▶ _WHAT YOU SHOULD DO_
Can you rewrite the paragraph beginning "Bioimpedance sensing is widely used" in the abstract below as a short list that keeps its main facts?

A Phase Error Correction System for Bioimpedance Measurement Circuits

Abstract

Bioimpedance sensing is widely used across a spectrum of biomedical applications. Among the different system architectures for measuring tissue impedance, synchronous detection or demodulation (SD) stands out for its lock-in amplifier utilising in-phase (I) and quadrature (Q) demodulation signals to derive real and imaginary impedance components. Typically, the current injected into the tissue is controlled by a voltage-controlled current source (VCCS). However, the VCCS can introduce phase shifts leading to discrepancies in real/imaginary outputs, especially at the highest end of the operating frequency bandwidth. Such discrepancies can significantly impact diagnostic accuracy in applications reliant on precise tissue phase profiling, such as cancer and neuromuscular evaluations. In the present work, we propose an automatic phase error compensation stage for bioimpedance measurement systems to minimise this systematic error. Our experimental findings demonstrated a considerable reduction in phase error, with the Phase Error Compensated Synchronous Detection (PECSD) system exhibiting a maximum phase error of 2° (≤5% error) compared with the uncompensated SD system where error exceeded 20%. The improvements made by our proposed SD system hold great potential for enhancing the accuracy of impedance measurements, particularly in clinical diagnosis and disease detection.

Items from a dataset:

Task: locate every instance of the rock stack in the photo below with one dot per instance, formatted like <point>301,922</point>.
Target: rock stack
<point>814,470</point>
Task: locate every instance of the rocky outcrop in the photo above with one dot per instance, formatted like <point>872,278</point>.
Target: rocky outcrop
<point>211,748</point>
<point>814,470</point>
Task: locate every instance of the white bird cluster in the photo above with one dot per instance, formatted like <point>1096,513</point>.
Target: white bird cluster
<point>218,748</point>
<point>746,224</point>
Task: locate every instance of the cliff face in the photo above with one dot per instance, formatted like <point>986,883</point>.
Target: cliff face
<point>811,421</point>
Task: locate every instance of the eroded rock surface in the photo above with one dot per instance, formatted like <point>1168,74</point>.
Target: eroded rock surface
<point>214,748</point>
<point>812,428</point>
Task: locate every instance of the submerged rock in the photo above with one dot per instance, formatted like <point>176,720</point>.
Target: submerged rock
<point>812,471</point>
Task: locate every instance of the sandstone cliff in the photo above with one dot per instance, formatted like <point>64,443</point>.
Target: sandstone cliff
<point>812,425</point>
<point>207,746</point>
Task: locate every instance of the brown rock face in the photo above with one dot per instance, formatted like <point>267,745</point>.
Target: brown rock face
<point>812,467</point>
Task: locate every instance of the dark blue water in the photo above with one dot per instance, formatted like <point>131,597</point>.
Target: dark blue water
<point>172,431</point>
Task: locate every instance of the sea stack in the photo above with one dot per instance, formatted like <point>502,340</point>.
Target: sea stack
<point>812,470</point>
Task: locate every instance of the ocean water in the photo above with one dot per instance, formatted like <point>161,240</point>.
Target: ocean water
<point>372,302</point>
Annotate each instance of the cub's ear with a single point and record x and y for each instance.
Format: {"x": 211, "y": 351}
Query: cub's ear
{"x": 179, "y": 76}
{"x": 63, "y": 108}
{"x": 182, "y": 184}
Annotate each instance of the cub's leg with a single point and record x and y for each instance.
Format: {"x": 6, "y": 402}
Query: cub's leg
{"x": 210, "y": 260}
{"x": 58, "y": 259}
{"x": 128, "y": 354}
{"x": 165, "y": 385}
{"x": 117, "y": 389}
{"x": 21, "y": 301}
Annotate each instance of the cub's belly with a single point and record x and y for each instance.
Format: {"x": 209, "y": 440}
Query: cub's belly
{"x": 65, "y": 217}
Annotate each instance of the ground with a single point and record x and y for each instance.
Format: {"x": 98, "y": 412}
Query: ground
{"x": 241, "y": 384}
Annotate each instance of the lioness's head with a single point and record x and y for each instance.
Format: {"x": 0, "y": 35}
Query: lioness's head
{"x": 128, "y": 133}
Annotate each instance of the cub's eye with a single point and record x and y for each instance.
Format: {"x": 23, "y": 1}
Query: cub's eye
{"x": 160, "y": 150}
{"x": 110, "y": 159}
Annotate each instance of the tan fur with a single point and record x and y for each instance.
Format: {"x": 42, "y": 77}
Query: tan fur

▶ _REPLY TO THE TASK_
- Bioimpedance sensing has wide use in biomedical applications.
- Synchronous detection or demodulation (SD) uses a lock-in amplifier with in-phase (I) and quadrature (Q) demodulation signals to derive real and imaginary impedance components.
- A voltage-controlled current source (VCCS) typically controls the current injected into the tissue, but it can introduce phase shifts that distort the real/imaginary outputs, especially at the top of the operating frequency bandwidth.
- These discrepancies can significantly affect diagnostic accuracy in applications that depend on precise tissue phase profiling, such as cancer and neuromuscular evaluations.
- The work proposes an automatic phase error compensation stage to minimize this systematic error.
- In experiments, the Phase Error Compensated Synchronous Detection (PECSD) system showed a maximum phase error of 2° (≤5% error), against more than 20% for the uncompensated SD system.
- The improvements could enhance the accuracy of impedance measurements, particularly in clinical diagnosis and disease detection.